Copy the text lines of the records below word for word, leaving out the pictures.

========================================

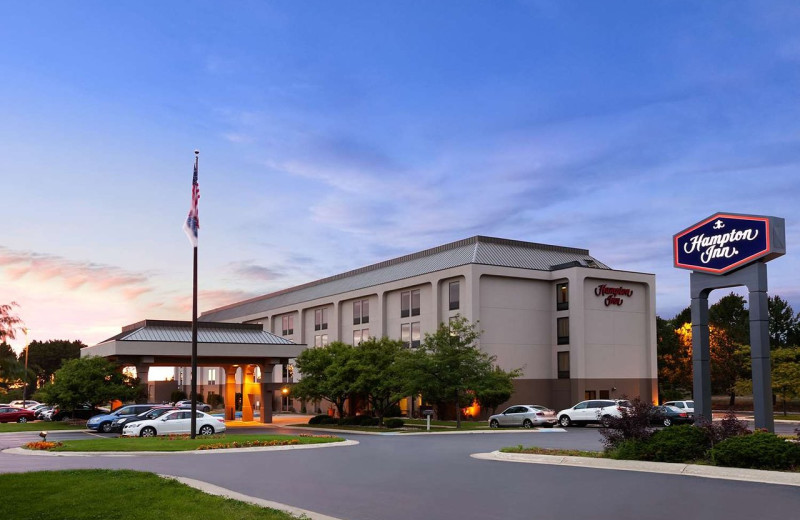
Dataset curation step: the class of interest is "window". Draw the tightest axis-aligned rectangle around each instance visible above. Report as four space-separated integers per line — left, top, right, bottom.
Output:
281 316 294 336
449 282 459 311
314 309 328 330
556 318 569 345
400 289 419 318
353 300 369 325
556 283 569 311
558 352 569 379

========================================

▶ _Response for this exercise_:
Dataset curation step: the class of interest is "window". Draw the tightest axis-aligned rectangle around each instance visible above. Report as four space-separated integers per line — left, top, right, bottom.
Output:
281 316 294 336
449 282 459 311
314 309 328 330
556 318 569 345
400 289 419 318
353 300 369 325
556 283 569 311
558 352 569 379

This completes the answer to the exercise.